Set task: Could you supply the next part of the forum thread about building a backyard winter jump, continuing from where it stops?

[Document segment start]

# Backyard jump (In WINTER)



## nzboardlife (Mar 25, 2008)

Old couch(cushions removed) and a sheet of plywood? free from the dump/building site. add a bit more snow then that and yah good to go.










http://www.snowboardingforum.com/snowboarding-general-chat/5716-backyard-ramp-pictures-2.html


----------



## nitroboarder22 (Apr 16, 2008)

haha wow that couch jump is ghetto

but making a big jump out of snow is probly easier than you might think 
it just takes a lot of snow and patience

start with a big pile of snow almost twice as big as you want the jump to be and start packing it down with a shovel 

once you get it into the general shape you want (still a little bigger than you want it to be) pour some water or salt on it. this will melt the snow and cause it to harden when it freezes 

before it freezes up again put a small layer of snow on top and pack it into the exact shape you want 

after it hardens you can still shape it and shave whatever you want off with a shovel 

having an all snow jump is good because then you dont have any limits on how big or small you want to make it


----------



## Guest (Sep 7, 2008)

Have you actually ever tried making an all snow ramp before? 
Cuase that would take quite a bit of time to get all that snow and get it how i want it..
But if you have done it successfully b4 im all for doing all snow


----------



## nitroboarder22 (Apr 16, 2008)

ya i made an entire jib park in my backyard last year 
including a 6 foot tall quaterpipe made from nothing but snow (it took like 2 weeks to finish but it was worth it)
i had a little 2-3 foot tall kicker too and i made all the jumps for boxes/rails out of snow


----------



## Guest (Sep 7, 2008)

Ahh ic.. Well I think ima do the same..
Could you break down all the steps you took to make a jump, rail, and halfpipe outta snow..
Like do I just get big piles of snow, shape it how I want it.. Then water it to get it hard and slick??? Don't you think a piece of plie wood would make it all easier??


----------



## nitroboarder22 (Apr 16, 2008)

ya its pretty much just how i described it before 
just remember that it takes a lot of snow and patience 
you might not get what you want the first time but just keep experimenting with the water and salt untill you get a good solid jump 
after you water it put a little more snow on top so its not too icy 

ya ply wood would be a lot easier and it would probly work pretty good 
but with snow jumps there is an unlimited amount of ways to shape them and once you make a good one it will last all winter 

so its up to you what you want to make


----------



## Guest (Sep 7, 2008)

Ok well I ithnk Ill be set for making a jump..
My only problem now is finding osmething use as a rail.. Any objects at home that poeple have use as rails in the past? Or any suggestions to building my own..

Thanks


----------



## nitroboarder22 (Apr 16, 2008)

[Document segment end]
[Items start]

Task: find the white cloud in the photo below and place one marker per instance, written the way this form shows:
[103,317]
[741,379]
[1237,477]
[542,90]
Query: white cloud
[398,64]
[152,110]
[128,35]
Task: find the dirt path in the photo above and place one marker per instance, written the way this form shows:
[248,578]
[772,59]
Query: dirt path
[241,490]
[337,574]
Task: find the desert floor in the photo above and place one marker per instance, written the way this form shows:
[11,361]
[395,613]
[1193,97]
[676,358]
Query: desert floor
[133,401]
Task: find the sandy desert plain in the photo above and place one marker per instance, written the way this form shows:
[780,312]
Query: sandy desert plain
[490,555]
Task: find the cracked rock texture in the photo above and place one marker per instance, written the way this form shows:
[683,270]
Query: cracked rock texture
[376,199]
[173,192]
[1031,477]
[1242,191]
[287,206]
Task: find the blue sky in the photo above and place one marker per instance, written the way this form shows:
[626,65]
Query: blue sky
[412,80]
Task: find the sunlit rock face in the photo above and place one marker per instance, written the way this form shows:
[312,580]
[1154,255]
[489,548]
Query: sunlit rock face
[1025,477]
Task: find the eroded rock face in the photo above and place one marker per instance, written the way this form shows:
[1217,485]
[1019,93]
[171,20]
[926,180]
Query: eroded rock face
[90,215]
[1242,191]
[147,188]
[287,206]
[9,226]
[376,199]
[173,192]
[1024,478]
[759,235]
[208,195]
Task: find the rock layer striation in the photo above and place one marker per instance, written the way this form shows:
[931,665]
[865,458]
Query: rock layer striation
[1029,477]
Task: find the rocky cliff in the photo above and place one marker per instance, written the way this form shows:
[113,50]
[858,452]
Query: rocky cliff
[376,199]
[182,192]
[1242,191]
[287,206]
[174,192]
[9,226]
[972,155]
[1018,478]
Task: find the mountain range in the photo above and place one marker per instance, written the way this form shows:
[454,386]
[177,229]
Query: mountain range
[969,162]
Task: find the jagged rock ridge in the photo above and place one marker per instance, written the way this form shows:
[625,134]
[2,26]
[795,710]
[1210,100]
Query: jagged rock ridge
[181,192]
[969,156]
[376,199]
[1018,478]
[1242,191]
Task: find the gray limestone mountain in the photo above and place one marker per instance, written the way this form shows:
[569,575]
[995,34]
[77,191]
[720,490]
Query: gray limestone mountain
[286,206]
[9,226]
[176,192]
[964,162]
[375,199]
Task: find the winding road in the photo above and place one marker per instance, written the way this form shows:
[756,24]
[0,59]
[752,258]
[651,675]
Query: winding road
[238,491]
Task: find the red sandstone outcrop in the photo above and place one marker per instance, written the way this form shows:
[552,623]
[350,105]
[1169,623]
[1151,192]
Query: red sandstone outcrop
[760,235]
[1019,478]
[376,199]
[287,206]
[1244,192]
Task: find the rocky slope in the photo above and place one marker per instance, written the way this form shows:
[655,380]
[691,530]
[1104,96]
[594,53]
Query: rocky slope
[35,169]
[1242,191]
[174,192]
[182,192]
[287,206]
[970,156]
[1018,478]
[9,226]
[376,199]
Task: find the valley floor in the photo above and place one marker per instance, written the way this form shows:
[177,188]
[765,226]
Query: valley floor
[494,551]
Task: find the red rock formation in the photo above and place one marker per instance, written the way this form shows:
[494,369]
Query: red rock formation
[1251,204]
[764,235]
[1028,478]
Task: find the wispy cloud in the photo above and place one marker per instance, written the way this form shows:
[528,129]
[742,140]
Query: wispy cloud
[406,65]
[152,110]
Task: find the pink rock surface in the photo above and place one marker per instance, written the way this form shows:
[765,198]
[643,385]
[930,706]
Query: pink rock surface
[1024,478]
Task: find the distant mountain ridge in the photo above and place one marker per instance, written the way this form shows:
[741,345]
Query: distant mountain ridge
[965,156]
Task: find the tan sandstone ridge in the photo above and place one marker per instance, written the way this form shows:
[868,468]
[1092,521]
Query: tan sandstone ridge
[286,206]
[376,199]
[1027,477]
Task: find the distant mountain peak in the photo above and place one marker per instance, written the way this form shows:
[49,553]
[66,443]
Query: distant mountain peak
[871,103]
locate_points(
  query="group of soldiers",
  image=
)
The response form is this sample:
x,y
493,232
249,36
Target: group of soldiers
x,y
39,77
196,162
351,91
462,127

[Items end]

Answer to this task:
any old benches or stuff like that 
look around the house and get creative


----------



## nzboardlife (Mar 25, 2008)

nitroboarder22 said:


> any old benches or stuff like that
> look around the house and get creative



and local dump, found heaps of good things at mine.


----------



## Dcp584 (Sep 10, 2007)

Make freinds with someone who works in a metal shop. I'm sure they could fab you up a rail if you wanted.


----------



## Guest (Sep 8, 2008)

nzboardlife said:


> and local dump, found heaps of good things at mine.


haha really?
look at a dump?
What kind stuff sohuld I keep an eye out for? What exactly did you find?


----------



## nitroboarder22 (Apr 16, 2008)

haha good idea 
that box thats in my video used to be a bench i found at my grandmas. she said my grandpa made it 30 years ago but its perfect for me


----------



## Guest (Sep 9, 2008)

Well after tihnking aobut it, I bet I could find some good shit at the dump..
Rails, couchhes, tables, and other shit...
Hmmm now how the fuck am I going to fail a big ass local dump.. lol
Should I google one? lol


----------



## nzboardlife (Mar 25, 2008)

if you look on the first page, at the wooden framed rails... the top sheet on one is the plastic wall of a shower and the other is a plastic gutter. the plywood, the couch is off the side of the road so i guess that doesn't count


----------



## Guest (Sep 9, 2008)

nzboardlife said:


> if you look on the first page, at the wooden framed rails... the top sheet on one is the plastic wall of a shower and the other is a plastic gutter. the plywood, the couch is off the side of the road so i guess that doesn't count


I built some shit this summer and found just about everything i needed on the side of roads, or people redoing decks. See some construction going on go ask them if you can have the old stuff or even some of the scraps. You would be surprised at how much free stuff you can get. I even got half inch steel rod for the coping for free. 

The only stuff I ended up spending money on is screws, and glue. Oh and i got a really big discount on a 15x10 outdoor carpet, paid like $30 for all of it. Its good to know people at flooring stores. Still considering picking up some new top sheet stuff (PVC) but i got some plexi glass for free and am just using it for now.


OP i would build the jump out of some wood at least half of the height you want so it wont take as much snow to get started.


----------



## Guest (Sep 10, 2008)

Thanks for all the posts guys, very helpful.

Butttt i got another question.. How should I amke my drop in? I want it like 4-6 feet high. I am just not sure what to make it out of. Any ideas or suggestions? 

Thanks!


----------



## nitroboarder22 (Apr 16, 2008)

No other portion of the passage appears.